Each entry below must be given again word for word, with no pictures.

BEGIN RECORDS PROVIDED

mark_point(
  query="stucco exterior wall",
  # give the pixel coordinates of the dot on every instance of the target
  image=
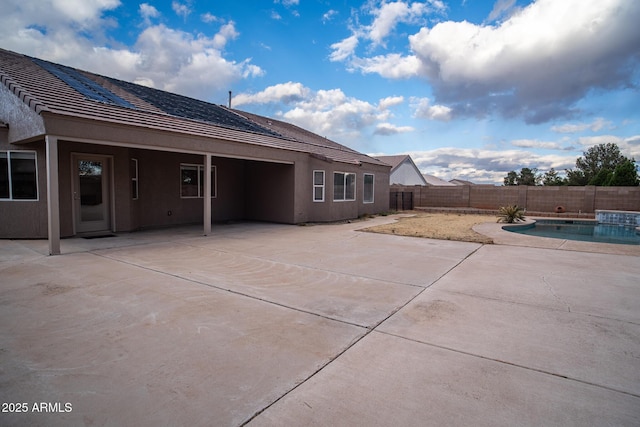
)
(406, 174)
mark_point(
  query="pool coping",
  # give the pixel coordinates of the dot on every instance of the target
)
(504, 237)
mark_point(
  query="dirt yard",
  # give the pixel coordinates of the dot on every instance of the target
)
(438, 226)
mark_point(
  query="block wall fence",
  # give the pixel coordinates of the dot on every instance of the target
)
(533, 198)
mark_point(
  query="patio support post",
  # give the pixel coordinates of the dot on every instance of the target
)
(207, 194)
(53, 195)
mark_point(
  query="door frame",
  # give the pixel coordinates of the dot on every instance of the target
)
(107, 160)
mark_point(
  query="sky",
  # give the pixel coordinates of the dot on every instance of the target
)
(471, 89)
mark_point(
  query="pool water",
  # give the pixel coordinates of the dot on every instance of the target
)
(585, 231)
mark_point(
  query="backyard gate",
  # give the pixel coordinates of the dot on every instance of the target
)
(401, 200)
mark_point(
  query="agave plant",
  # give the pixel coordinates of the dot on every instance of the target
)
(510, 214)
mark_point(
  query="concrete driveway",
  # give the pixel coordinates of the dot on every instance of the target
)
(273, 325)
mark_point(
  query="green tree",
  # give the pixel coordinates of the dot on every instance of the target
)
(597, 164)
(602, 178)
(551, 177)
(576, 177)
(625, 174)
(526, 176)
(511, 178)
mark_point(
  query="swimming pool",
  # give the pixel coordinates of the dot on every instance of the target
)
(586, 231)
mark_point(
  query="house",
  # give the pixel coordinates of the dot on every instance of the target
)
(403, 170)
(84, 153)
(434, 180)
(461, 182)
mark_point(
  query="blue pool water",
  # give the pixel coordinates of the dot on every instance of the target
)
(585, 231)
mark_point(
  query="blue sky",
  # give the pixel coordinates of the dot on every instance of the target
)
(471, 89)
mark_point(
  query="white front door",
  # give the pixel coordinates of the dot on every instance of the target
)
(91, 193)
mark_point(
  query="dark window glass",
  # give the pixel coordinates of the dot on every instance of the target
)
(24, 184)
(4, 176)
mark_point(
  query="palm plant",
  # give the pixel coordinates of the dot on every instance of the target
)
(510, 214)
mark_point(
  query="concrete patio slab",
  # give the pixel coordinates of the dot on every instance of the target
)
(321, 325)
(127, 346)
(603, 285)
(390, 381)
(349, 298)
(593, 350)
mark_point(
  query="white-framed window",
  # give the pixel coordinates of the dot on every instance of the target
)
(368, 188)
(134, 178)
(192, 181)
(18, 175)
(344, 186)
(318, 186)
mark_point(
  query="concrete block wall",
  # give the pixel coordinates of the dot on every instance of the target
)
(533, 198)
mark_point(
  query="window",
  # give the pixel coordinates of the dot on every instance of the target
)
(192, 181)
(318, 186)
(367, 193)
(18, 176)
(344, 186)
(134, 179)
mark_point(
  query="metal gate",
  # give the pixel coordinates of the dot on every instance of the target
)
(401, 200)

END RECORDS PROVIDED

RESPONSE BOX:
mark_point(
  query="stucco exterior wall",
  # give the pixel coordinates of the dot on every instance of the target
  image=
)
(406, 174)
mark_point(
  query="pool coping",
  # give the pixel coordinates of the dot on every instance of the target
)
(504, 237)
mark_point(
  query="dirt yard",
  # give the pixel coordinates of the dot on every instance of the target
)
(438, 226)
mark_point(
  query="block wall fence",
  # give the pixel coordinates of the dot on every instance of the target
)
(533, 198)
mark_point(
  query="patio support post",
  # give the pixel coordinates of the dot on every instance of the target
)
(207, 194)
(53, 195)
mark_point(
  query="door frame",
  # give the pixel coordinates of the dot on every instance of the target
)
(107, 160)
mark_point(
  query="sky",
  # give the pixel coordinates of the dot on every instance of the target
)
(471, 89)
mark_point(
  query="pool water",
  # give the pixel coordinates of the dot on every instance of the target
)
(585, 231)
mark_point(
  query="backyard gate",
  # give the pixel coordinates of the dot on every instance of the target
)
(401, 200)
mark_point(
  query="agave plant",
  # give the pixel coordinates of the dot on every instance of the target
)
(510, 214)
mark_point(
  query="concrete driveway",
  # give the pixel coordinates of the dot on every instance of the target
)
(273, 325)
mark_point(
  query="green tree",
  # give the pixel coordinates of the dot on every instance of the target
)
(597, 164)
(602, 178)
(551, 177)
(576, 177)
(625, 174)
(526, 176)
(511, 178)
mark_point(
  query="swimming pool",
  # give the pixel coordinates of the dot on every instance of the target
)
(586, 231)
mark_point(
  query="house",
  # give the pixel coordinates of the dot on every instance of the target
)
(403, 170)
(84, 153)
(434, 180)
(461, 182)
mark_point(
  query="blue pool water",
  # give the pixel coordinates of the dot on every instance of the target
)
(585, 231)
mark_point(
  query="blue sky",
  # give the pixel coordinates of the dot on every instance of the target
)
(471, 89)
mark_point(
  query="white front door",
  # give the pixel coordinates of the dot on every instance of the target
)
(91, 193)
mark_point(
  query="dark window glass",
  # give the pixel coordinates of the dot on every instance of the target
)
(24, 184)
(4, 176)
mark_point(
  query="palm plant",
  # give the pixel coordinates of the dot on every instance of the target
)
(510, 214)
mark_point(
  query="concrete patio slab",
  # give the pixel coordinates of the dot on every instance of the target
)
(321, 325)
(127, 346)
(603, 285)
(390, 381)
(349, 298)
(593, 350)
mark_point(
  query="white-framed window",
  # give the pixel coordinates of the dot on every instance of the target
)
(368, 188)
(134, 178)
(192, 181)
(18, 175)
(344, 186)
(318, 186)
mark_point(
  query="concrete block wall",
  # give the pixel coordinates of the dot on every instance of the target
)
(533, 198)
mark_point(
  query="window",
  # give the pixel coordinates of the dot on every instance of the target
)
(192, 181)
(318, 186)
(367, 193)
(18, 176)
(344, 186)
(134, 179)
mark_point(
  query="metal gate",
  # give the pixel coordinates of the dot on every instance of the target
)
(401, 200)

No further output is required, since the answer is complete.